Aim of the task |
Using the listing below, copy exactly each line from the one that has "Target: wooden fence post" through the one that has "Target: gold embroidery on kurta"; omit the pictures.

Extracted material |
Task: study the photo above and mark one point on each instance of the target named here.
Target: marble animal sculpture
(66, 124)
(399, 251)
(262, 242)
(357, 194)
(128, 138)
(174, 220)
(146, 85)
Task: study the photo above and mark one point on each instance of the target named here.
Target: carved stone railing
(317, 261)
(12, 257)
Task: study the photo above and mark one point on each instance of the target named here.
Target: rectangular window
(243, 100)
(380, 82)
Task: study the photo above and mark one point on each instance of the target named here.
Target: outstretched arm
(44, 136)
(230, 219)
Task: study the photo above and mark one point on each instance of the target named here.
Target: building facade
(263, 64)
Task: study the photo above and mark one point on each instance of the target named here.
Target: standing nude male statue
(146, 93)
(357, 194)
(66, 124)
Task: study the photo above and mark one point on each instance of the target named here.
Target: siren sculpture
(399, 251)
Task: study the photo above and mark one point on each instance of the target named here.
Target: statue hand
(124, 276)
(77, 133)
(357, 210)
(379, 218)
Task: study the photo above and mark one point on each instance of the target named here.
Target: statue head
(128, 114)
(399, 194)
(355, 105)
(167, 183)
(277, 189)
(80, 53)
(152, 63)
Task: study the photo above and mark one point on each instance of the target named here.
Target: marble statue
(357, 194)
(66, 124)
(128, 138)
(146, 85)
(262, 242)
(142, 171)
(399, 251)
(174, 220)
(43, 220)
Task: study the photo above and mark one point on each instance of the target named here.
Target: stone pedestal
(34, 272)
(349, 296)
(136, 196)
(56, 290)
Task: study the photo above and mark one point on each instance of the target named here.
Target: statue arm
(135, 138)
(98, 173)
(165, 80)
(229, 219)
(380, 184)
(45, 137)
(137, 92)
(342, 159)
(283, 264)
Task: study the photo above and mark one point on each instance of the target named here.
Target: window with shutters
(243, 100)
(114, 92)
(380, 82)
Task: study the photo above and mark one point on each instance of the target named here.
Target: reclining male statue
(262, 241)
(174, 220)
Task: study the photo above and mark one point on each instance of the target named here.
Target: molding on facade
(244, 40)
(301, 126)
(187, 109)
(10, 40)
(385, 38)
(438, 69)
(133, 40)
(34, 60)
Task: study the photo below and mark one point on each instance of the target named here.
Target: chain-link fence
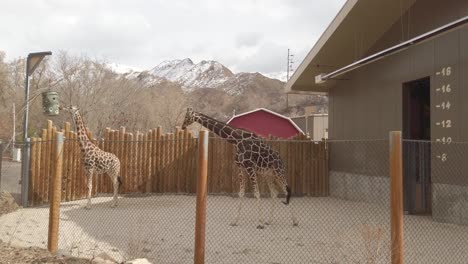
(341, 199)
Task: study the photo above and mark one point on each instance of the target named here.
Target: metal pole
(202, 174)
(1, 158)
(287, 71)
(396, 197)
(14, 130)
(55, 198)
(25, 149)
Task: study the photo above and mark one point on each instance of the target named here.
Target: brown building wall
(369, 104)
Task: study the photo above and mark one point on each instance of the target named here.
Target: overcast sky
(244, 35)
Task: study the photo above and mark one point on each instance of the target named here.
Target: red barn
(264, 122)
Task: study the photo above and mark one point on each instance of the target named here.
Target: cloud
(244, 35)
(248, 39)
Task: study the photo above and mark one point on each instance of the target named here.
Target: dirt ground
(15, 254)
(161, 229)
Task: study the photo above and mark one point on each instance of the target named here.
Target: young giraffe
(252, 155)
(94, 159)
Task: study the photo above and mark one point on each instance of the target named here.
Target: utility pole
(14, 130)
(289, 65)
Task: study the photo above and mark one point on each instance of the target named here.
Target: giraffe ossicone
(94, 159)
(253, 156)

---

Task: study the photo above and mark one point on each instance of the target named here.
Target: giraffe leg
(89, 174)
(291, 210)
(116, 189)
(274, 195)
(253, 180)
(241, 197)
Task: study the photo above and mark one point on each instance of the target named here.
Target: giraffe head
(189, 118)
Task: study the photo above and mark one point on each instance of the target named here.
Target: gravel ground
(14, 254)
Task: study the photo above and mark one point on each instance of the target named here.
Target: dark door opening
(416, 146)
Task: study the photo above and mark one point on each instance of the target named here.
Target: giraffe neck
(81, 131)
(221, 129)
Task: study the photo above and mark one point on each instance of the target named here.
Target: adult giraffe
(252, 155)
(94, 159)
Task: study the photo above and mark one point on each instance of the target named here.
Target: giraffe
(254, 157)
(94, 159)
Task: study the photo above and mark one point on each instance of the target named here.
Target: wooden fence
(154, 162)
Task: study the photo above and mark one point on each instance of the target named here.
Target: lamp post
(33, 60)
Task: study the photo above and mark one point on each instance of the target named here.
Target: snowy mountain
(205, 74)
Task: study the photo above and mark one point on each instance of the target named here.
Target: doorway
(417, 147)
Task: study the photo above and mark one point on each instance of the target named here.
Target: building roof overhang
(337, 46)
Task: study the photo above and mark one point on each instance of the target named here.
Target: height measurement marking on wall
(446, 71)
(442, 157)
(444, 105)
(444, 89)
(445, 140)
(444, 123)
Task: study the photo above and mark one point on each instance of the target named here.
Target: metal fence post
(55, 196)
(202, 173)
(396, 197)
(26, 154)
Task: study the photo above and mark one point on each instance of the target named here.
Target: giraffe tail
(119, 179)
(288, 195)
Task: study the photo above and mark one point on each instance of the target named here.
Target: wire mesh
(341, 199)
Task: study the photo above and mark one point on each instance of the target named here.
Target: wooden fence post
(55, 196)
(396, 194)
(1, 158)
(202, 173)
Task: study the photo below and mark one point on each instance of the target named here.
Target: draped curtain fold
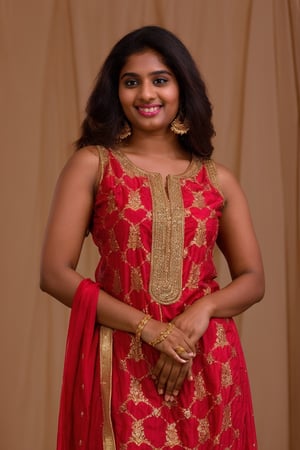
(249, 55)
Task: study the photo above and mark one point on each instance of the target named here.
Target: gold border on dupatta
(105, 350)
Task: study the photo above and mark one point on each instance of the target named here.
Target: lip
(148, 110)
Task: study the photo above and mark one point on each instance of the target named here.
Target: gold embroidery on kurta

Output for this task |
Target: wooden fence post
(55, 196)
(396, 194)
(1, 158)
(202, 173)
Task: study the photo below and mark one point on each instance of the target named here.
Target: draped curtain fold
(249, 55)
Task: study the photo above and mark one point on each instance of the target named here.
Target: gold border on dupatta
(105, 350)
Task: study the photo above and mark one point on each instance of the target named here.
Target: lip
(148, 110)
Task: study the photo above and mark one point on each instance of the target named here.
Target: gold embroidery on kurta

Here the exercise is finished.